- Exercise requirements -
Every record needs to be restated word for word.

- Dataset entries -
::::

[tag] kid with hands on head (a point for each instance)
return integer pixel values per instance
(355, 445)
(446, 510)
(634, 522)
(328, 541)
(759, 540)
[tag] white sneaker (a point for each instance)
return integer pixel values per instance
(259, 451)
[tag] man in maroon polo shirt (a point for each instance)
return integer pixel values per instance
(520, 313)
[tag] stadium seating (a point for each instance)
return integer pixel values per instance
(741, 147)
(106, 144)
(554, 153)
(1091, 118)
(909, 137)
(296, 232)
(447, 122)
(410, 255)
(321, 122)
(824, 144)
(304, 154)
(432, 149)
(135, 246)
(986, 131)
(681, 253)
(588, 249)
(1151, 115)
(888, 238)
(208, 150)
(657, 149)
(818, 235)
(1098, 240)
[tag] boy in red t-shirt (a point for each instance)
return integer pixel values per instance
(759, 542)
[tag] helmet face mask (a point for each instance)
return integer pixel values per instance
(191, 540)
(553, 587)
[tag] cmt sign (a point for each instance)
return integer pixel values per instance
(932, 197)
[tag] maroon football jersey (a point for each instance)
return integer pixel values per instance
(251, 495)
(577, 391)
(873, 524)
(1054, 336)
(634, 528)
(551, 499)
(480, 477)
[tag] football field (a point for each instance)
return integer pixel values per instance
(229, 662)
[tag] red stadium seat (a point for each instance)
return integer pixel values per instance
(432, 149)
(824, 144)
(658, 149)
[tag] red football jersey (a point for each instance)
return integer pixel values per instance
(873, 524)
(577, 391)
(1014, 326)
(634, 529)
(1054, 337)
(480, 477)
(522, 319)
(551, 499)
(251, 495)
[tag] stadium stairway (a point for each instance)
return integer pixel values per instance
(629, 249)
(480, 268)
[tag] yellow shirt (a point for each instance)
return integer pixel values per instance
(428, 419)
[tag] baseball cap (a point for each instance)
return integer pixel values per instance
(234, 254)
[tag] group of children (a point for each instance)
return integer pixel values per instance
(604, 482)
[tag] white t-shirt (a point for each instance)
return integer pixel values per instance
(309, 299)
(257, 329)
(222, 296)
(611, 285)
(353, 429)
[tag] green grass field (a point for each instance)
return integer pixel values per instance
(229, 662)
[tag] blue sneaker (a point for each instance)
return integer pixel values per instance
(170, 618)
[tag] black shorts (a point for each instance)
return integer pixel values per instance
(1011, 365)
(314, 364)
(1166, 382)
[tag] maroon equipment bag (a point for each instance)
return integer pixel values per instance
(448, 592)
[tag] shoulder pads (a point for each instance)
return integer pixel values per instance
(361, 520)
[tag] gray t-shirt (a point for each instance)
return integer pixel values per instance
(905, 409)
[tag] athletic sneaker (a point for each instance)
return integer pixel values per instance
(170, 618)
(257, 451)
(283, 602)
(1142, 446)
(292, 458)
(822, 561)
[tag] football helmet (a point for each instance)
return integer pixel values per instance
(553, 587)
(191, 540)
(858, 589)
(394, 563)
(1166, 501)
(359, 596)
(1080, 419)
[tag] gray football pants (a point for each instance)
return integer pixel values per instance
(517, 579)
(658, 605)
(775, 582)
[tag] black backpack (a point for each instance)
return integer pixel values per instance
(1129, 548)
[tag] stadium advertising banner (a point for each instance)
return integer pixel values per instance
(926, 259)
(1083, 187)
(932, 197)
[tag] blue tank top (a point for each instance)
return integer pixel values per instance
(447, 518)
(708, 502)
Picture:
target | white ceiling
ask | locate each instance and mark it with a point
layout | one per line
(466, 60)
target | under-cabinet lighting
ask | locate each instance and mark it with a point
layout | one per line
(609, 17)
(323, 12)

::::

- Problem solution -
[tag] kid with hands on head (a point for each instance)
return integer pixel values per instance
(355, 445)
(446, 510)
(634, 522)
(328, 541)
(759, 540)
[tag] white sneaker (a point for each instance)
return integer pixel values per instance
(259, 451)
[tag] man in maroon polo shirt (a point for each instance)
return integer pixel values per instance
(520, 313)
[tag] stadium seating (a point for each instance)
return integer pixel values per instance
(741, 147)
(106, 144)
(554, 153)
(1091, 118)
(909, 137)
(296, 232)
(447, 122)
(410, 255)
(321, 122)
(824, 144)
(304, 154)
(432, 149)
(135, 246)
(986, 131)
(681, 253)
(588, 249)
(1151, 115)
(888, 238)
(208, 150)
(657, 149)
(818, 235)
(1098, 240)
[tag] boy in red t-shirt (a point for each instance)
return integer pixel values per instance
(759, 542)
[tag] helmet face mask (a point for each instance)
return integer pixel values per instance
(191, 540)
(553, 587)
[tag] cmt sign (a point for each instance)
return integer pixel values per instance
(932, 197)
[tag] maroon football jersey (a point for each instance)
return integer pixel values per instance
(251, 495)
(577, 391)
(873, 524)
(1054, 336)
(634, 528)
(551, 499)
(480, 477)
[tag] football field (a point for each instance)
return integer pixel values per instance
(229, 662)
[tag] red stadium seat (a point for each instance)
return integer pixel values per instance
(432, 149)
(824, 144)
(658, 149)
[tag] red football jersey (a point for each instance)
return integer pixel values per instance
(873, 524)
(577, 391)
(1014, 326)
(634, 529)
(1054, 337)
(480, 477)
(522, 319)
(551, 499)
(251, 495)
[tag] stadium stairway (a point for each instance)
return integer pixel values per instance
(629, 249)
(480, 268)
[tag] yellow shirt (a point for each instance)
return integer pixel values per instance
(428, 419)
[tag] baseball cap (a point for each instance)
return integer pixel values per instance
(234, 254)
[tag] group of children (a point for each instance)
return integer pixel values per instance
(604, 482)
[tag] white t-shirt (a point for each instance)
return integer pixel values per instance
(309, 299)
(257, 329)
(222, 296)
(611, 285)
(353, 429)
[tag] green grass field (a point for each instance)
return integer pixel values per instance
(229, 662)
[tag] blue sneaker (a point for each instance)
return integer pixel values per instance
(170, 618)
[tag] black shorts (a point for each instance)
return integer pixel values per instance
(1011, 365)
(314, 364)
(1166, 382)
[tag] maroon equipment bag (a point for each instance)
return integer pixel values per instance
(448, 592)
[tag] shoulder pads (a point for each instance)
return integer pixel values per instance
(361, 520)
[tag] gray t-shirt (a point for each instance)
return integer pixel values per instance
(905, 409)
[tag] athletic sneaker (a point for each instance)
return integer pixel values per instance
(170, 618)
(257, 451)
(283, 602)
(1142, 446)
(292, 458)
(822, 561)
[tag] football helmet (a point for each instance)
return integer pixel values per instance
(553, 587)
(191, 540)
(858, 589)
(394, 563)
(1166, 501)
(359, 596)
(1080, 419)
[tag] gray football pants (a point for each instance)
return integer pixel values per instance
(517, 579)
(658, 605)
(775, 582)
[tag] black backpack (a point for each instance)
return integer pixel values per instance
(1129, 548)
[tag] stadium advertising banner (a point for each instance)
return integer pixel values per instance
(926, 259)
(1083, 187)
(932, 197)
[tag] blue tank top (a point for each instance)
return integer pixel values per instance
(447, 518)
(708, 502)
Picture:
target | white ceiling
ask | locate each instance and mark it with a point
layout | one per line
(466, 60)
target | under-cabinet lighting
ask | locate each instance and mark it with a point
layout | one per line
(609, 17)
(323, 12)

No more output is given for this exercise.